--- Begin ---
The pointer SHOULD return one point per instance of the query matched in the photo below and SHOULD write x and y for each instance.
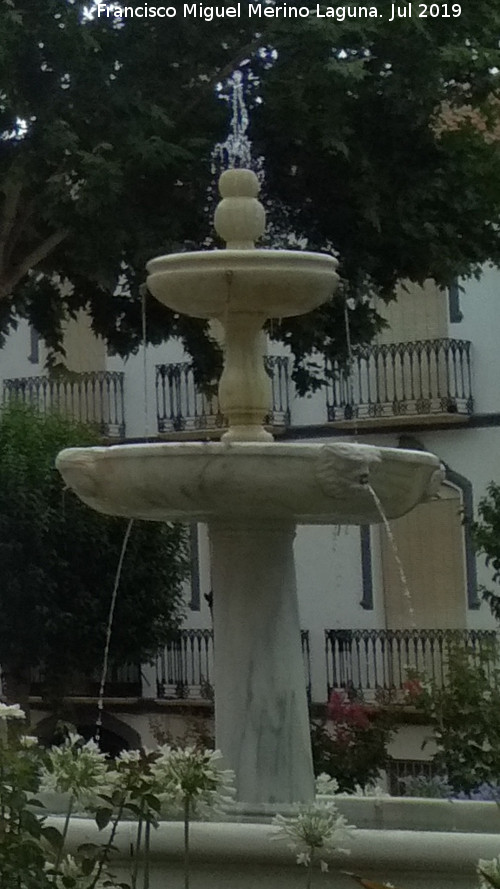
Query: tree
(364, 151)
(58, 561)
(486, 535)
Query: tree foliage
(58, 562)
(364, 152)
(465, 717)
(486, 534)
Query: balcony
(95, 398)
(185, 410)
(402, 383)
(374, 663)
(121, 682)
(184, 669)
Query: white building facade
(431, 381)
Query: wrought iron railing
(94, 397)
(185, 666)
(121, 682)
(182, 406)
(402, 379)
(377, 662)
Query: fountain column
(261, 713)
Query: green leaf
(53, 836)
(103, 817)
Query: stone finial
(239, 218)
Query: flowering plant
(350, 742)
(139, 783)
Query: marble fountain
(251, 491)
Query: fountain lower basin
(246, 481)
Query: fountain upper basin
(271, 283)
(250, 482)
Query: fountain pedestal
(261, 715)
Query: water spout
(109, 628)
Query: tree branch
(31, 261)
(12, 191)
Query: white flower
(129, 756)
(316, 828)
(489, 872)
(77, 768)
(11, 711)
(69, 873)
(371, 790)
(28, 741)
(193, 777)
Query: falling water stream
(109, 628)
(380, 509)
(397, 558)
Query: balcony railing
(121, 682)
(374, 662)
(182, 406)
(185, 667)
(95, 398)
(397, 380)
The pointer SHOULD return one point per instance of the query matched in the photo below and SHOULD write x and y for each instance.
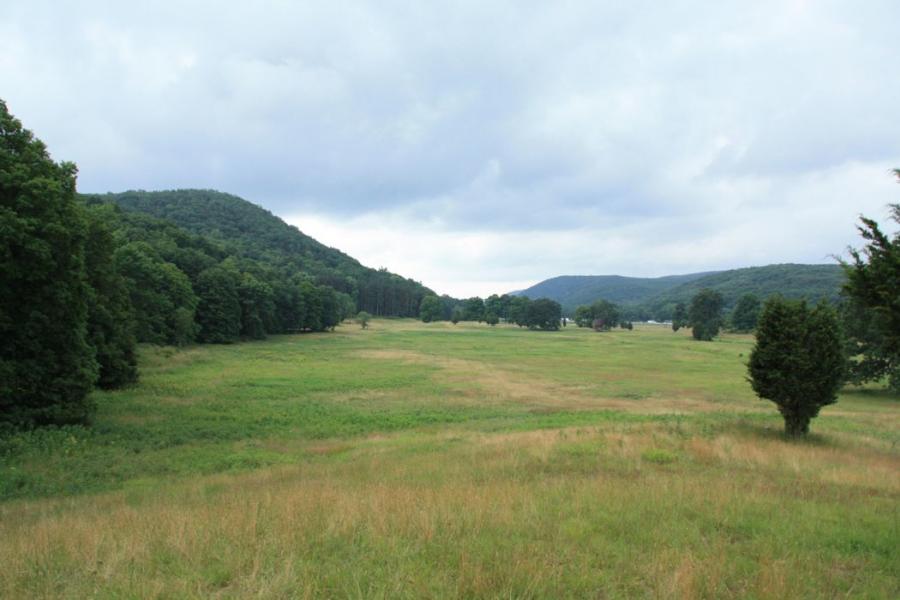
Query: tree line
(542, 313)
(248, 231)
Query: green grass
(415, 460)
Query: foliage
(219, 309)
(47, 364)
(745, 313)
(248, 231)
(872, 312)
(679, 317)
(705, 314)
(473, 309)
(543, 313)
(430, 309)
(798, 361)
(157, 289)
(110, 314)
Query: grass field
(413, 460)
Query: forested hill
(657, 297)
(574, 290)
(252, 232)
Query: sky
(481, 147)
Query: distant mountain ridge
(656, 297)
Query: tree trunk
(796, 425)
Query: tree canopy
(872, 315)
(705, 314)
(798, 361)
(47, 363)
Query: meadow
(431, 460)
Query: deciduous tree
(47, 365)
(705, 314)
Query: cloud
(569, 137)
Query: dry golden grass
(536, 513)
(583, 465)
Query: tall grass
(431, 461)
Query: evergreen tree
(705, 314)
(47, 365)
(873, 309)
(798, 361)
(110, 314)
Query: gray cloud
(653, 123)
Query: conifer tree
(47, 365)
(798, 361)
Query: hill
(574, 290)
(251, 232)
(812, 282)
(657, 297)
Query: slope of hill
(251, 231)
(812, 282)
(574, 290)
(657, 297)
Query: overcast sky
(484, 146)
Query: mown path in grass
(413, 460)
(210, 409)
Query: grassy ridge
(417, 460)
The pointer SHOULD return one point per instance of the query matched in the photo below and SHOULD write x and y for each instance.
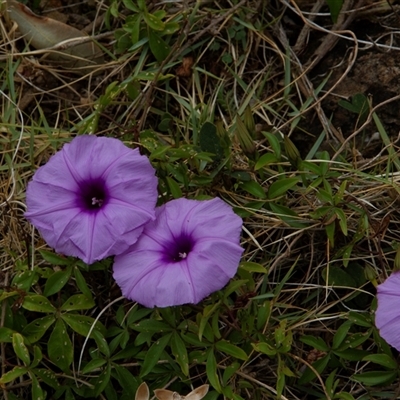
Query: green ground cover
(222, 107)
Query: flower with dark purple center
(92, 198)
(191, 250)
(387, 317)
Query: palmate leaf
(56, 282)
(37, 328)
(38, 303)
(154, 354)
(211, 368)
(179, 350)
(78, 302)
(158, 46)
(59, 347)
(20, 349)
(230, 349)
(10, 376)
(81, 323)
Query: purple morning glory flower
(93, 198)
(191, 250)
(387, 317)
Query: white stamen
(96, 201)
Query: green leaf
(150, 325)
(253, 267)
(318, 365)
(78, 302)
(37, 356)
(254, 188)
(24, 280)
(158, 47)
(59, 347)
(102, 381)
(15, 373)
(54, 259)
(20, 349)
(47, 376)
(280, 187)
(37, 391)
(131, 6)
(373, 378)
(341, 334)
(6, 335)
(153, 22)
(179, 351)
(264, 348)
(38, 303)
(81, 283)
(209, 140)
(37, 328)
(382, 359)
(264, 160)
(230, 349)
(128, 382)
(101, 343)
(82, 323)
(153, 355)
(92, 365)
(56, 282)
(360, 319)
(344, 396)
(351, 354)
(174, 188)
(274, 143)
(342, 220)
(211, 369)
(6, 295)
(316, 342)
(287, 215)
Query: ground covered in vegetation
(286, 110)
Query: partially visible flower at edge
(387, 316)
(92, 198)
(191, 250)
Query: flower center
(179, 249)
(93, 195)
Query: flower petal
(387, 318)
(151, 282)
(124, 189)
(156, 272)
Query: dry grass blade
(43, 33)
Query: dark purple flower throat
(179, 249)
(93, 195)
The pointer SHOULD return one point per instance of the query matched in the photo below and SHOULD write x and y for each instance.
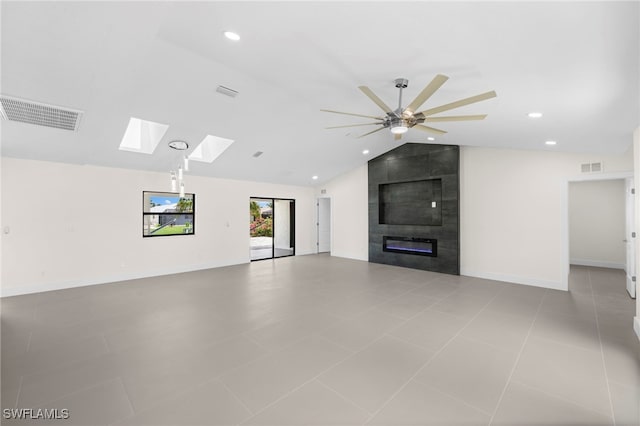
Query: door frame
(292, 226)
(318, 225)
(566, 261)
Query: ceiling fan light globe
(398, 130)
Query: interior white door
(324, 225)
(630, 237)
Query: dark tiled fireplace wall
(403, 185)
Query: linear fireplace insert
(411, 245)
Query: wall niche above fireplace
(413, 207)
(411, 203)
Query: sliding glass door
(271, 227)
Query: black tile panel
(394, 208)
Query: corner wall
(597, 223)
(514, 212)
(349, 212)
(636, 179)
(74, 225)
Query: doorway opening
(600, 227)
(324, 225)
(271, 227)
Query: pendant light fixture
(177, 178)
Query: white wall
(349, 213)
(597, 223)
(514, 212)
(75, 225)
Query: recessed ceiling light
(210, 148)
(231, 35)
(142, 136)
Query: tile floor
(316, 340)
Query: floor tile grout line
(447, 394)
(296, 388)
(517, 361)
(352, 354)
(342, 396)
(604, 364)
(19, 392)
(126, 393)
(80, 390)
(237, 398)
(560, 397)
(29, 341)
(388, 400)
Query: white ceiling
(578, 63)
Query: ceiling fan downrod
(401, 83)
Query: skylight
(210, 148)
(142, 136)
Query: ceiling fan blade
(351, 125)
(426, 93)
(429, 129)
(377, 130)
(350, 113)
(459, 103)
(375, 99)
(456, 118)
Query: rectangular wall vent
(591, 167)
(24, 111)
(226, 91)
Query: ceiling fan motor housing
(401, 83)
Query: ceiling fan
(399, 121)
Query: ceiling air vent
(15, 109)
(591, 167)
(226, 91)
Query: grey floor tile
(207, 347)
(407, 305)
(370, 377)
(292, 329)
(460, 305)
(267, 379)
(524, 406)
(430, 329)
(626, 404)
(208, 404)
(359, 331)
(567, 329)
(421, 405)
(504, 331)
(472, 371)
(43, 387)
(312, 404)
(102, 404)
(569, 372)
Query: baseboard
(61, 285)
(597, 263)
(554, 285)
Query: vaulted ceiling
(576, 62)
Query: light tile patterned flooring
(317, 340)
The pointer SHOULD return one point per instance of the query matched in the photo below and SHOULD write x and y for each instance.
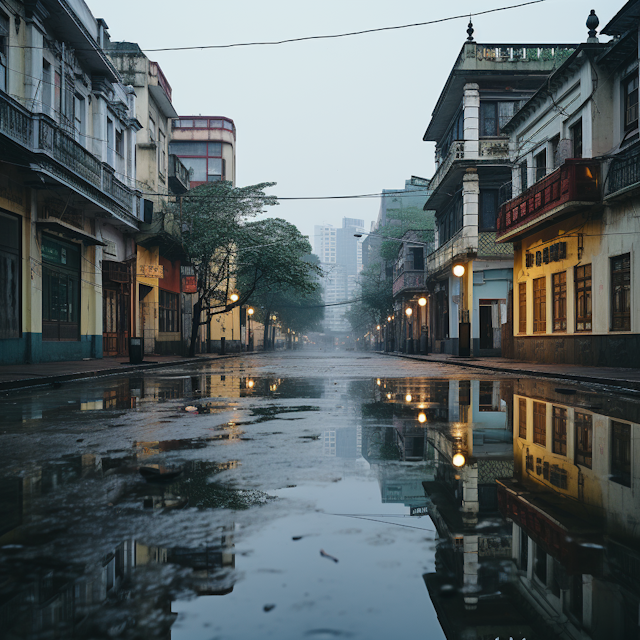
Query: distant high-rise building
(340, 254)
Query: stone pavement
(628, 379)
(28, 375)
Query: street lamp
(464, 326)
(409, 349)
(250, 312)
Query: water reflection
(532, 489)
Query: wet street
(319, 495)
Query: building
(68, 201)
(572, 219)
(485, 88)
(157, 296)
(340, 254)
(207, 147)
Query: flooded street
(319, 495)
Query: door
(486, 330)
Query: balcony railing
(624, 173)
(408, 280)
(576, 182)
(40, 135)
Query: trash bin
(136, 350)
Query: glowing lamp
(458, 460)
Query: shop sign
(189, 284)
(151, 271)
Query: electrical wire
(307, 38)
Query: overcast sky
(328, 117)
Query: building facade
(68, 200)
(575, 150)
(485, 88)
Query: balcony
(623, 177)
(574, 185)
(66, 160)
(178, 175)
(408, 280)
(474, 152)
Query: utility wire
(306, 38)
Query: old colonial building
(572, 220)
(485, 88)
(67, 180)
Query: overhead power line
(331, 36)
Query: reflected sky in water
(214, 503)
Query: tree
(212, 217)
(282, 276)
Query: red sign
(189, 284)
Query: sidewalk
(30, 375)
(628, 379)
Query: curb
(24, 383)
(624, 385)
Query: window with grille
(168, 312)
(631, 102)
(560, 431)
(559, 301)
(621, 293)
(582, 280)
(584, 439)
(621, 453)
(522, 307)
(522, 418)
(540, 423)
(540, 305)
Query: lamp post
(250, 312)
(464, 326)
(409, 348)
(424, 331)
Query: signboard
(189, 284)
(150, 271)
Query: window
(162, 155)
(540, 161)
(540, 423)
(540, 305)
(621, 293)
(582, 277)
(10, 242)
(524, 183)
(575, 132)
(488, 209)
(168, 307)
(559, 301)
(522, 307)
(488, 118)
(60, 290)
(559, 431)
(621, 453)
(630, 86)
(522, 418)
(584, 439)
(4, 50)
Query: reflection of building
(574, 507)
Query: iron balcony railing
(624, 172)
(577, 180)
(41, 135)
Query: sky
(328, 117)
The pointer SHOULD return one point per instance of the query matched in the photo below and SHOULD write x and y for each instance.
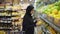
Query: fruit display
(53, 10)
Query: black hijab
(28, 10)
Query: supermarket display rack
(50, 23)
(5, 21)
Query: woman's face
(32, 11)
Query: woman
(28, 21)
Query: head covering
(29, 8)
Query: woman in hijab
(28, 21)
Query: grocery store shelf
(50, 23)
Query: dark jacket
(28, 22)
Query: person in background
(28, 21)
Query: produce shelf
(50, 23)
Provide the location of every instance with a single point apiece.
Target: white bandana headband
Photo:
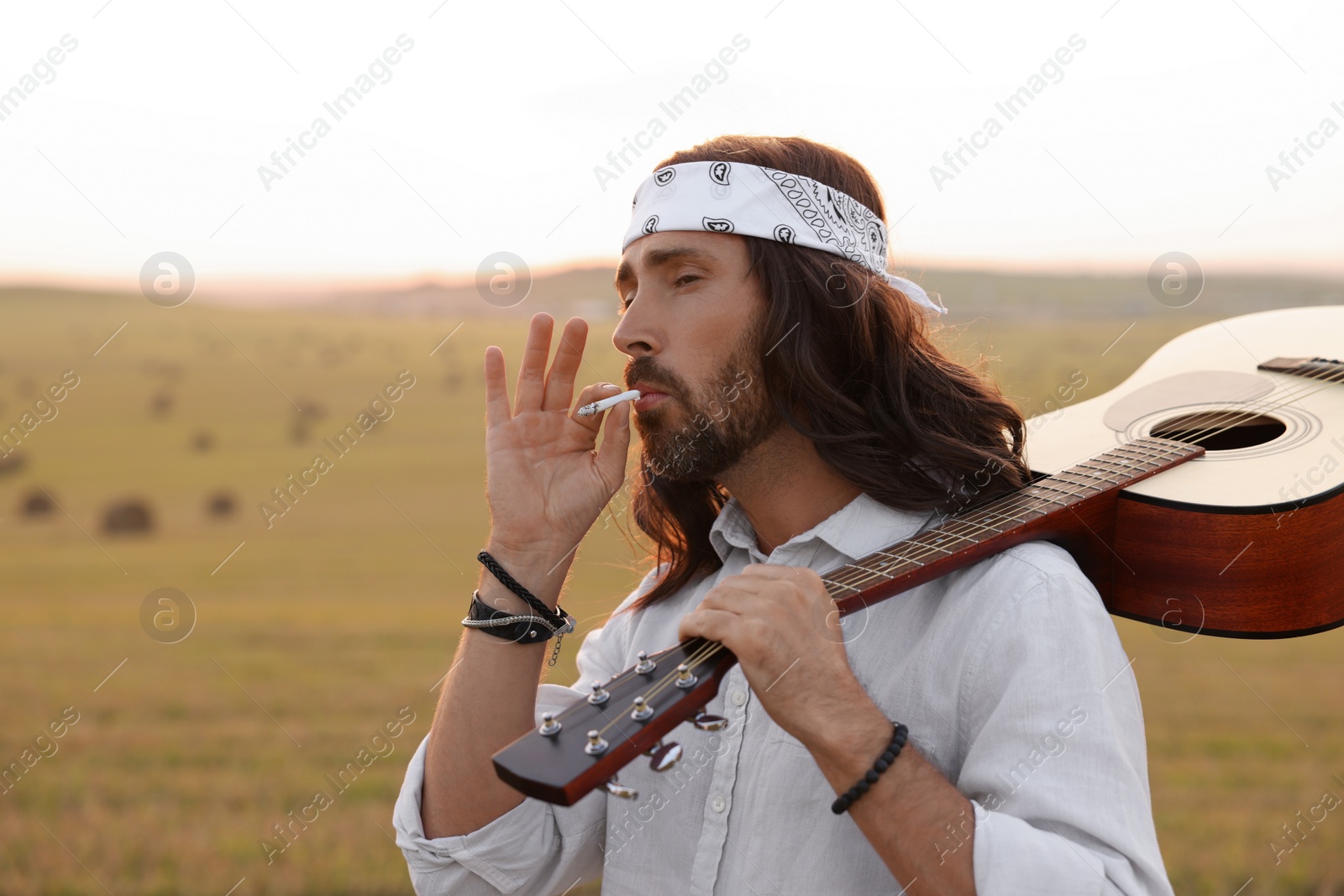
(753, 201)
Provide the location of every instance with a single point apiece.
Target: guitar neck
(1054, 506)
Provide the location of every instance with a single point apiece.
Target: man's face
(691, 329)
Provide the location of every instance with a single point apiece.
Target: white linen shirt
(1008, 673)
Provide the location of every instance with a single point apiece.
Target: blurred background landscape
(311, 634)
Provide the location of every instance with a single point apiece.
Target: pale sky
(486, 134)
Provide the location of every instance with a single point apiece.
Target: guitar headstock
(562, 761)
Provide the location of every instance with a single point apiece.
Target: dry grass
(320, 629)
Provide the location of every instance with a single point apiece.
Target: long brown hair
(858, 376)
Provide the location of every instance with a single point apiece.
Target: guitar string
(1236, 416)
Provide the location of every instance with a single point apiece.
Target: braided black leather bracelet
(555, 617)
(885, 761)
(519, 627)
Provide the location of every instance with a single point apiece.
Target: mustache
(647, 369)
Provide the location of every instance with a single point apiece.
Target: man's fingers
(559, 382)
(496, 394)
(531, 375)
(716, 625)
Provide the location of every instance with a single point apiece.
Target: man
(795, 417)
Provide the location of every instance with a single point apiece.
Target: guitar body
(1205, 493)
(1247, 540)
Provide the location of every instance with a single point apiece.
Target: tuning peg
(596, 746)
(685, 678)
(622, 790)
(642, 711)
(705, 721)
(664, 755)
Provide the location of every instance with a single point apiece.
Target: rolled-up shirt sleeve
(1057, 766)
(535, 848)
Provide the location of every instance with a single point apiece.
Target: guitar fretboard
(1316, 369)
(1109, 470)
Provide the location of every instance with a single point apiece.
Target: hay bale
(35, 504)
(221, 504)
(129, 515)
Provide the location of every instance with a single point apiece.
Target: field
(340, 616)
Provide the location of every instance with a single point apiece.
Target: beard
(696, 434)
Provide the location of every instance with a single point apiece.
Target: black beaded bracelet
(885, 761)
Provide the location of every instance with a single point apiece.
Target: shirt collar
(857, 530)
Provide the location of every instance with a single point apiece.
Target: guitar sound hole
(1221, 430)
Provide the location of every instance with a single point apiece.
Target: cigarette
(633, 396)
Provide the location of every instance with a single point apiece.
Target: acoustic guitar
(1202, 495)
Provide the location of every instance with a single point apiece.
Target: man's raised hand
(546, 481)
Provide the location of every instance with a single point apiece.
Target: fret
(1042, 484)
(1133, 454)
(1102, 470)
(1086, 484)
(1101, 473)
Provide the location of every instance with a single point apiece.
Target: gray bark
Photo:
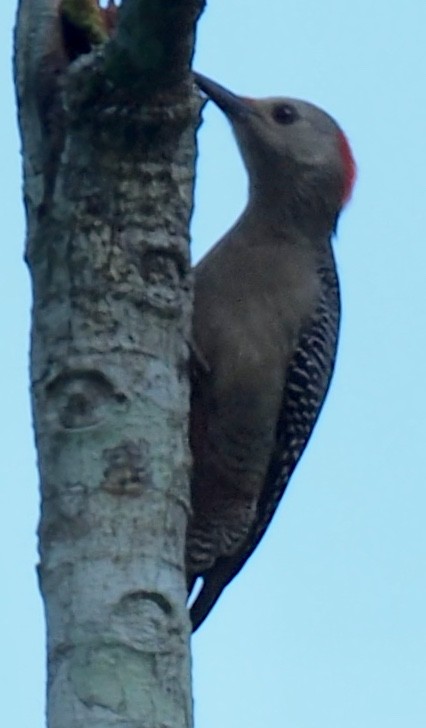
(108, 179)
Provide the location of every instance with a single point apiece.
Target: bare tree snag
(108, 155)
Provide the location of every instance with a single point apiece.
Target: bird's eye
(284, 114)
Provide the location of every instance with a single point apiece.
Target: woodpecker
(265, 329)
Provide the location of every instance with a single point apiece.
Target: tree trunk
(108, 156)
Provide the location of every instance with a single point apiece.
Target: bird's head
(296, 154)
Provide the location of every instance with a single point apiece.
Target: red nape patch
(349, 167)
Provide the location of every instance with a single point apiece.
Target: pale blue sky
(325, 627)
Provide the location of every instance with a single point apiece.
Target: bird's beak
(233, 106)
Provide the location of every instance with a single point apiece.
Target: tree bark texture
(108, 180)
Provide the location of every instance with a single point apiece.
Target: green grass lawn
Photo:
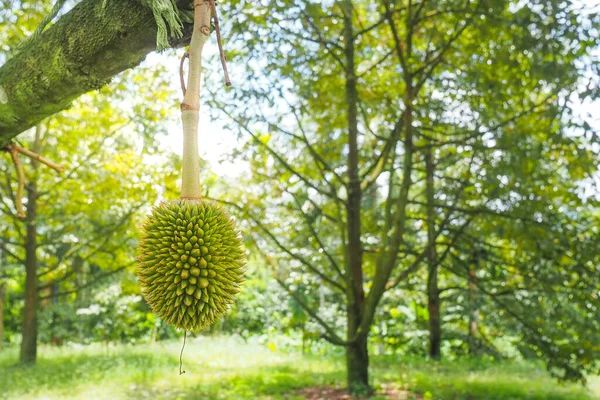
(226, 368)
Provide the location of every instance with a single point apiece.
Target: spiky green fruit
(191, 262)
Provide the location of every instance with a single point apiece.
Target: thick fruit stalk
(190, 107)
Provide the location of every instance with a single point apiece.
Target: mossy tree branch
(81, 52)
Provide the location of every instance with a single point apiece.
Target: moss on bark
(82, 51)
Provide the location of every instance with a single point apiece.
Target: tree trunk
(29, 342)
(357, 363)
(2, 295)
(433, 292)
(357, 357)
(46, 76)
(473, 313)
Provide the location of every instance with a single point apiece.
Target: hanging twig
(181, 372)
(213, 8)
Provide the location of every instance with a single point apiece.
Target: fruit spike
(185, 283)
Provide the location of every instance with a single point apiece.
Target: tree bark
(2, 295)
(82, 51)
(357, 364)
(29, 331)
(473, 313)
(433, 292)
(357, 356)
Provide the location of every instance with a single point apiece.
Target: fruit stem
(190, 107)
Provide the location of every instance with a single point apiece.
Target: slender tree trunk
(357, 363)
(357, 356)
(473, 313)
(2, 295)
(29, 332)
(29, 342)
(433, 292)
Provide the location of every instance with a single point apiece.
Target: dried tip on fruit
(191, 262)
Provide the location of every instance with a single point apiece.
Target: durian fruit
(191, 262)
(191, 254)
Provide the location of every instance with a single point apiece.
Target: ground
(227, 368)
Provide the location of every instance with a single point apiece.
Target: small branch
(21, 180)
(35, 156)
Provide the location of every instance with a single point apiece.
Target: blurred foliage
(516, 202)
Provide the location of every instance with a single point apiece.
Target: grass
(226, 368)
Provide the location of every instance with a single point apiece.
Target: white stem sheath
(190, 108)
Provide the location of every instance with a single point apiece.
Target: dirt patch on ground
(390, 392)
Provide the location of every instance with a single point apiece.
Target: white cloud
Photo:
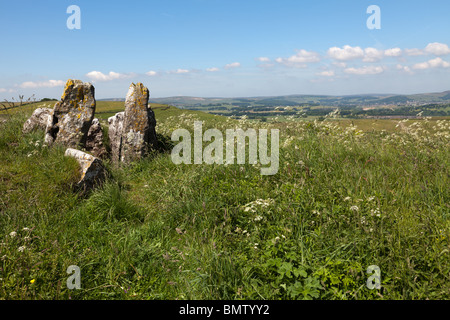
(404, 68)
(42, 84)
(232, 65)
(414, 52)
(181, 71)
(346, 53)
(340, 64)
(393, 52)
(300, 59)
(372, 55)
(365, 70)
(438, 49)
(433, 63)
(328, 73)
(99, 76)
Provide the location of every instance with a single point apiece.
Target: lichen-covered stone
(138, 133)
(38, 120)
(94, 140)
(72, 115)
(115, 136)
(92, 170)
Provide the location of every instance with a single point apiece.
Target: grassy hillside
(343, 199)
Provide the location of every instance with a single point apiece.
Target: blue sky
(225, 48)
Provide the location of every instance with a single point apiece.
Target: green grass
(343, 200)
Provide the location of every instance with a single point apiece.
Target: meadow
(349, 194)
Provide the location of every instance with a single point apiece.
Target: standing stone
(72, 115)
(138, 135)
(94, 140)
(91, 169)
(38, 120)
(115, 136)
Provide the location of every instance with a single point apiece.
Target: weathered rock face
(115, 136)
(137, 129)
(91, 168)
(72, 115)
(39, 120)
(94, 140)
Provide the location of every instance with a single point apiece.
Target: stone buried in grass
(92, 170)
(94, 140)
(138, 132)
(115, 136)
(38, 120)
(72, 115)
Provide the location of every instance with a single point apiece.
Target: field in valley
--- End ---
▶ _Work to do_
Which lines in the entries above contain the string "street"? List every one in full, and treat the match as case-sensitive.

▶ _Result for this task_
Query: street lamp
Query: wet street
Query: flooded street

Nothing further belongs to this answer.